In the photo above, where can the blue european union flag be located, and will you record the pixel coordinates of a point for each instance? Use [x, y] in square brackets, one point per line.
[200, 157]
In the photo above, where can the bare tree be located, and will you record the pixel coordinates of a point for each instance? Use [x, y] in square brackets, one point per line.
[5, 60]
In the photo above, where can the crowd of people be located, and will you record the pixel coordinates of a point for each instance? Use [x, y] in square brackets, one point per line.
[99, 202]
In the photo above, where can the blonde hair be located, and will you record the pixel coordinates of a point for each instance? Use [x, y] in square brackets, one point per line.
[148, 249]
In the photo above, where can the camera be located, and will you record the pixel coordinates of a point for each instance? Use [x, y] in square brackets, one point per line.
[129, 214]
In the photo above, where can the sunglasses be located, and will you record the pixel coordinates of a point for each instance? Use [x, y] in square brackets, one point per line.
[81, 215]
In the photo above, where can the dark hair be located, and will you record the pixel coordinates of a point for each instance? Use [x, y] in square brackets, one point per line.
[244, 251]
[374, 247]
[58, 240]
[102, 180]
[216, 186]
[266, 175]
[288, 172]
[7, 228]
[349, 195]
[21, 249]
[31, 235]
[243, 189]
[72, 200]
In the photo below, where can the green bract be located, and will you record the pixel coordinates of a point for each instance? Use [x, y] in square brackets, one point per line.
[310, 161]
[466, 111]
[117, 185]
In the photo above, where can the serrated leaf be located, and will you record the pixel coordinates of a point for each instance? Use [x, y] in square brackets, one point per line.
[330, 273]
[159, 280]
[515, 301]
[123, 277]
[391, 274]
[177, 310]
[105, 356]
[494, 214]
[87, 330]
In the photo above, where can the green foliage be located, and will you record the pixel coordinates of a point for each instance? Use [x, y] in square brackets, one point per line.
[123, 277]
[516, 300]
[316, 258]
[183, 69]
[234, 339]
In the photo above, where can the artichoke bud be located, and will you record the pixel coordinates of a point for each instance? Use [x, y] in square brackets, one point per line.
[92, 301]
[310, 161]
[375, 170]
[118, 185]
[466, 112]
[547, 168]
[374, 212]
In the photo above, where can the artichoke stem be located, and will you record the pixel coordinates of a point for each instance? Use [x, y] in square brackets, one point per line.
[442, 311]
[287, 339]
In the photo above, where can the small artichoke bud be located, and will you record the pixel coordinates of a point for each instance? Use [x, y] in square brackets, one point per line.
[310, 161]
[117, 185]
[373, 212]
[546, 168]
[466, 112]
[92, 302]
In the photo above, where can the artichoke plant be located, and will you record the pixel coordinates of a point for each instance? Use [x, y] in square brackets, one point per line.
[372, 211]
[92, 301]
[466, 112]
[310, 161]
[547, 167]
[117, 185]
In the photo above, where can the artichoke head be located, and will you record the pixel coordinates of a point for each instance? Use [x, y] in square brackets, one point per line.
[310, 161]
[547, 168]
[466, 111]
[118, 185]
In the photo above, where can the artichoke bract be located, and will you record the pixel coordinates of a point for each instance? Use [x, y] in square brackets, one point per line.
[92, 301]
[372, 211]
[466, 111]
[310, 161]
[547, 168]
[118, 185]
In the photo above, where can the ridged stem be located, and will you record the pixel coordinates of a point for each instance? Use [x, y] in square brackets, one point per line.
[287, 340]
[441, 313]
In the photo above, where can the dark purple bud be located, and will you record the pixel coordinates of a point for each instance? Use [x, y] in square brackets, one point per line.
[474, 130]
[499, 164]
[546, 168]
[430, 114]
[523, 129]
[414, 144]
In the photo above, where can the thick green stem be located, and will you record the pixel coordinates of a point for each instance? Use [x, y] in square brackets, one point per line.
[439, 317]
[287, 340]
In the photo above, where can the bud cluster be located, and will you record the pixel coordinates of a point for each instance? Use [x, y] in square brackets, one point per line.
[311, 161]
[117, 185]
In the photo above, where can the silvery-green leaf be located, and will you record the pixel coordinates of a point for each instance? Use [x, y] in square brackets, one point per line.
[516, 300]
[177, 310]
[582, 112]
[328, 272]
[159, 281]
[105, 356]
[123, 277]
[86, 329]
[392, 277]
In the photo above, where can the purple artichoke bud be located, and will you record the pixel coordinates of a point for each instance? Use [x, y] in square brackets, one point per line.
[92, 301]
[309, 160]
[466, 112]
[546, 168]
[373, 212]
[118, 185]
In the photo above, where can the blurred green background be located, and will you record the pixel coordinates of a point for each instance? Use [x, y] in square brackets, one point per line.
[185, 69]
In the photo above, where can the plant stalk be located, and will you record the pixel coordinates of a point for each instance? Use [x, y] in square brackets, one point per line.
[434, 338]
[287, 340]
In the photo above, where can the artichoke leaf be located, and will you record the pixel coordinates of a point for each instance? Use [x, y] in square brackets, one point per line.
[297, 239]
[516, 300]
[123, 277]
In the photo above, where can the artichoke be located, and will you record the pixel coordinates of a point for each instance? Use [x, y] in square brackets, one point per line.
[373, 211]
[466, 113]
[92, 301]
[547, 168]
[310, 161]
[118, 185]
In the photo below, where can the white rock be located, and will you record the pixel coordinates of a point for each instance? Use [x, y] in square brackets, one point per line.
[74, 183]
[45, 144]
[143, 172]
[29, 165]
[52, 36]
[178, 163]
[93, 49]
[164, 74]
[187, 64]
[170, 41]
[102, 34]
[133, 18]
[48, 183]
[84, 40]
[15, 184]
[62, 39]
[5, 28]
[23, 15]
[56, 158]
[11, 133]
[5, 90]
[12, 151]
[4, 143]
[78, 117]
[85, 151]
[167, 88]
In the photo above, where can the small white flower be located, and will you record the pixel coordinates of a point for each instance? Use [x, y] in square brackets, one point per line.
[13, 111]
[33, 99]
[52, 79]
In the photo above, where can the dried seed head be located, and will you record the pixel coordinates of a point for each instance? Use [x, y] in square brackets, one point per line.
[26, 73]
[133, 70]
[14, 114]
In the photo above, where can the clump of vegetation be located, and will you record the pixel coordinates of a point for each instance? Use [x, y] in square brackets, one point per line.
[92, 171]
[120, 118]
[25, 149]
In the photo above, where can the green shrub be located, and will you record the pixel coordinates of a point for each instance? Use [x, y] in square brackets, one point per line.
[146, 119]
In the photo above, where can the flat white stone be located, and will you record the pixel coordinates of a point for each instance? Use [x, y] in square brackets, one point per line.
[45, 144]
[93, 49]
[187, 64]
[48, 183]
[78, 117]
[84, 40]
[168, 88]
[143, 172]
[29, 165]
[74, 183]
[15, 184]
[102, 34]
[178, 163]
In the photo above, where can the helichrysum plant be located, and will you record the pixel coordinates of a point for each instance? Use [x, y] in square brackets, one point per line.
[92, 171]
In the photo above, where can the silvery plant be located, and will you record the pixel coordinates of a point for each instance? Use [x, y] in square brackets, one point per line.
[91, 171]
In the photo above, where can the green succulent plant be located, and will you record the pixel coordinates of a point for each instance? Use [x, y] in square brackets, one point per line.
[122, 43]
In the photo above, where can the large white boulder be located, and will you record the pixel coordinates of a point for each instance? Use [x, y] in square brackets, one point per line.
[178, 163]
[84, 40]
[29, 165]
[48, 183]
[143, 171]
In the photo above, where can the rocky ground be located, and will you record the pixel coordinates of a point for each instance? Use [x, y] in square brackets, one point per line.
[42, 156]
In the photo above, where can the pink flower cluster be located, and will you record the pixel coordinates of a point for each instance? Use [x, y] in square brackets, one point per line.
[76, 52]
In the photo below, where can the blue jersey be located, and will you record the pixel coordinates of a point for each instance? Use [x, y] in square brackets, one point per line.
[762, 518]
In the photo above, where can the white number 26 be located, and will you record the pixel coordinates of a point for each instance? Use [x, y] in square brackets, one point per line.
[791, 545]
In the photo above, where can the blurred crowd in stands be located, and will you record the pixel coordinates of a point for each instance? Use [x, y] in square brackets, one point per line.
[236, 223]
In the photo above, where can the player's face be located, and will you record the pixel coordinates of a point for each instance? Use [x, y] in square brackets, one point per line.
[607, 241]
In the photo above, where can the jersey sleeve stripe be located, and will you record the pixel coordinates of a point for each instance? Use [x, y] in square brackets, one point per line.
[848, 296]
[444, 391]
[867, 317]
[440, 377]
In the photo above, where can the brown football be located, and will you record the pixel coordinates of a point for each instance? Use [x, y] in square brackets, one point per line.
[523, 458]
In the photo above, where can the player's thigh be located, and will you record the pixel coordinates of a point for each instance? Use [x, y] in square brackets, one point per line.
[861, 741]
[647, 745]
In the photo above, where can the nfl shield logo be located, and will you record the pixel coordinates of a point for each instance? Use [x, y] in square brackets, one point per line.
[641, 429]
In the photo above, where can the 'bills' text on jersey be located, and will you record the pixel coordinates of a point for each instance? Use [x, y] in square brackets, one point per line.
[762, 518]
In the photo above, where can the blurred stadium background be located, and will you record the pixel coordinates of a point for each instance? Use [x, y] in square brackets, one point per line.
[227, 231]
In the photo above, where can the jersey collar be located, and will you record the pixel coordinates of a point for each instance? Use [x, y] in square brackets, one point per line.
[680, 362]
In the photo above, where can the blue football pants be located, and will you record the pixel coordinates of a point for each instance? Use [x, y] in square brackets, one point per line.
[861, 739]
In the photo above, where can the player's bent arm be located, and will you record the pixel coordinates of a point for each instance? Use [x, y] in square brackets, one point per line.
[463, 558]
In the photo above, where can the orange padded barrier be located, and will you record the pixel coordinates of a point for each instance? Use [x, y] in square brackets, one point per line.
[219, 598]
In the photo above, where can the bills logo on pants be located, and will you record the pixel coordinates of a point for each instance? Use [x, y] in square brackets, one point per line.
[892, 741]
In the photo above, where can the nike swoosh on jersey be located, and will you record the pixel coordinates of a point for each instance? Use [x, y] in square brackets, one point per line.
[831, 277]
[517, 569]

··········

PROBLEM TO SOLVE:
Set down, unchanged, the line that contains "In the photo above, where can the player's bent" together with every later line in the records, through the last one.

OUTPUT OF THE TASK:
In the photo above, where can the player's bent arm be located, and will you record the pixel coordinates of a point for each instance? Use [x, y] in square brackets, one point per line.
[463, 558]
In the photo above, where can the orange padded barrier be located, and will you record the pixel coordinates of a point for each instance? Use [x, y] in square brackets, one point per line.
[219, 598]
In the photo above, where can the bills logo on pants be located, and will you record the pixel coordinates of a point for each instance? Use [x, y] in square brackets, one point per line.
[892, 741]
In the photo above, where can the nike swoosh on jersey be located, and will you record the pixel coordinates of a point for each instance? Use [x, y] in square brackets, one point per line.
[831, 277]
[517, 569]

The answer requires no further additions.